*EXCERTO SELECIONADO*:
Os técnicos regionais também questionaram a extrema concentração de apoios na motomecanização e a pertinência de subsidiar tractores de substituição, o que frequentemente aconteceu. O argumento mais frequente apresentado contra o apoio ao equipamento mecânico das explorações agrícolas é o facto de que este só teria algum sentido como “arranque” do processo. Por outras palavras, na opinião dos técnicos regionais, se se pode legitimar o financiamento de um primeiro tractor, já não terá sentido técnico o apoio preferencial à substituição de equipamento obsoleto ou desgastado. Em termos teóricos, esta afirmação pode ser defensável; no entanto, na prática, nem sempre os agricultores, mesmo os mais ponderados, e tendo em conta o tempo que medeia entre a primeira aquisição e o re-equipamento, conseguem auto-financiar na totalidade a substituição de equipamentos obsoletos. Efectivamente, noutros países, como por exemplo em Espanha foi criado em anos recentes o “Plan Renove” que com maior flexibilidade e simplicidade permitia a “renovação dos tractores com mais de quinze anos e máquinas auto-motrizes com mais de dez anos” (MAPYA, 2004).

*ENTRADAS FORNECIDAS*:

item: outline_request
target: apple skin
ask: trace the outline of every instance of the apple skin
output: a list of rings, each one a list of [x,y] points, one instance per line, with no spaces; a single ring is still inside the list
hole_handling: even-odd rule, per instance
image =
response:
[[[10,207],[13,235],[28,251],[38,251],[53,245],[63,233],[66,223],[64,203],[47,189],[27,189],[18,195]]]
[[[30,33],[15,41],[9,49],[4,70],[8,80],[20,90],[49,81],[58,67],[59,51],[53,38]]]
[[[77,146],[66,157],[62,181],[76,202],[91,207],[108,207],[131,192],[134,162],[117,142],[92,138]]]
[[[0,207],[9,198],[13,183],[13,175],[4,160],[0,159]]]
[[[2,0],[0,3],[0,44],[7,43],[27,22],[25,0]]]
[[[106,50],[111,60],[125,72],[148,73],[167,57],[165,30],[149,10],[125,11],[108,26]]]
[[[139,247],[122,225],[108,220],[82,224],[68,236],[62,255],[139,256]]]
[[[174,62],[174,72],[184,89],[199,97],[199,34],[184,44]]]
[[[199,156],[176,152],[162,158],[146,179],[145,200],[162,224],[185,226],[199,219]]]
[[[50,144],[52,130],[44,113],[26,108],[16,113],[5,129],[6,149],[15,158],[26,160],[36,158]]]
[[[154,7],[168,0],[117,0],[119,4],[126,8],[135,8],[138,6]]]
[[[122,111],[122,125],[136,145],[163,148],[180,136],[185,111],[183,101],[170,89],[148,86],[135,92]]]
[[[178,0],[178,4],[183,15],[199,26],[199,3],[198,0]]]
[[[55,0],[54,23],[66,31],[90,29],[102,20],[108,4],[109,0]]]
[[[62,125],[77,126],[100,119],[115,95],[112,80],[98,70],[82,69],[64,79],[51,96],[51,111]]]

*AS SUAS INSTRUÇÕES*: No excerto sobre os apoios à motomecanização agrícola, quais são todas as expressões que aparecem entre aspas? Baseie-se apenas no excerto.

*SOLUÇÃO DO PROBLEMA*:
- arranque
- Plan Renove
- renovação dos tractores com mais de quinze anos e máquinas auto-motrizes com mais de dez anos